=== TAREA ===
Según la cita de Rothbard en el texto proporcionado, ¿cuál es la principal fuente de ingresos del gobierno?

=== TEXTO PROPORCIONADO ===
▼

Dice Rothbard en un apéndice de su monumental “El Hombre, la Economía y el Estado. Tratado sobre principios de economía” (Rothbard, 2013), que:
La principal fuente de ingresos que tiene el gobierno es la tributación. Los empréstitos constituyen otro recurso. Los préstamos que obtiene del sistema bancario son en realidad una forma de inflación (…). Podría objetarse que los préstamos al gobierno son voluntarios y, en consecuencia, equivalentes a cualquier otra contribución voluntaria que se haga al gobierno; aquella “desviación” de fondos es algo que desean los consumidores y, por lo tanto, beneficia a la sociedad (…).
En consecuencia, el préstamo al gobierno puede ser voluntario, pero el proceso no lo es tanto si se lo considera en su conjunto. Más bien es una participación voluntaria en una futura confiscación en que incurrirá el gobierno e importa una doble desviación de fondos privados: una vez cuando se hace el préstamo y otra cuando el gobierno recurre al impuesto o a la inflación para pagarlo (o de lo contrario debe hacer un nuevo empréstito para conseguir los fondos necesarios para el reembolso). Entonces, una vez más tiene lugar una desviación coercitiva desde los productores privados hacia el gobierno, cuyo producto, después de pagar el coste de la burocracia por su servicio administrativo, va a los tenedores de títulos gubernamentales. Así, estos últimos se convierten en parte del aparato estatal y participan en una “relación de Estado” con los contribuyentes-productores” (Rothbard, 2013, págs. Vol. 2, pp. 544 y 545).
Así, al igual que Rothbard dedica varias de sus obras (entre otros, los ensayos incluidos en su “History of Money and Banking in the United States: The Colonial Era to World War II”) a analizar la historia del dinero y de la banca, fundamentalmente en los Estados Unidos, pero con una perspectiva algo alejada de cómo suelen hacerlo otros historiadores económicos, es nuestra intención analizar también, aunque sea a grandes rasgos, con una perspectiva similar a la que utiliza Rothbard, el origen del Banco de España, aplicando, como lo hizo él, también la teoría económica, pero en conjunción con otros criterios para poder descubrir los valores y objetivos -no cuantificables- que siguen los actores principales de la trama histórica y no tanto, como indica Salerno en la introducción a la obra mencionada, mediante la aplicación de potentes métodos estadísticos para analizar datos económicos estrictamente cualitativos (Rothbard, History of Money and Banking in the United States: The Colonial Era to World War II., Versión Kindle).

▲

=== REGISTROS GUARDADOS ===
▼

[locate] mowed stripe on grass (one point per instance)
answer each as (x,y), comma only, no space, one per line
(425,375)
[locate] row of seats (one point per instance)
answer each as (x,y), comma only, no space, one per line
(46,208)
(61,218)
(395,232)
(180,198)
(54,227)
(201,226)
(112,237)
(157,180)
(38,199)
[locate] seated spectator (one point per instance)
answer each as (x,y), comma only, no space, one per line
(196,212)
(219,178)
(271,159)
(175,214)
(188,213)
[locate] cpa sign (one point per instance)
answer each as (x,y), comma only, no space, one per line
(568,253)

▲
▼

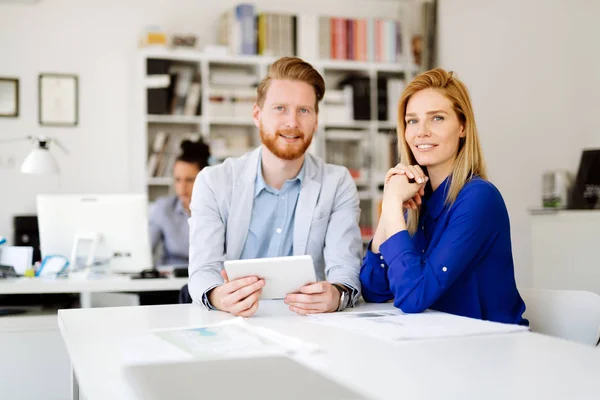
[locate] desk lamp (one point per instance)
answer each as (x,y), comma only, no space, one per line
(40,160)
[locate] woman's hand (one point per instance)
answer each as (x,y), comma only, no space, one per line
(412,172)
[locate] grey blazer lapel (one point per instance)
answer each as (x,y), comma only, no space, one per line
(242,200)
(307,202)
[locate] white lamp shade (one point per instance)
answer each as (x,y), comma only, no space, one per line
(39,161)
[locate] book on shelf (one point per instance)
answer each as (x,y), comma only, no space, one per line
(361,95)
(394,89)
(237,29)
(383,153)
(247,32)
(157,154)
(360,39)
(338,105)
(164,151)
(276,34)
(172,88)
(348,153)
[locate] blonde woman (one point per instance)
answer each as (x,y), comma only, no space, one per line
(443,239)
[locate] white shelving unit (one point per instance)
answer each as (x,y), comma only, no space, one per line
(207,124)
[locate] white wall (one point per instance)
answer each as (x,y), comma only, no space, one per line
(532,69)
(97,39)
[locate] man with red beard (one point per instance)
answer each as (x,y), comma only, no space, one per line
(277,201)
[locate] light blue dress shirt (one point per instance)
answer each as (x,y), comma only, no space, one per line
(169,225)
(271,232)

▲

=== RESPUESTA ===
La tributación.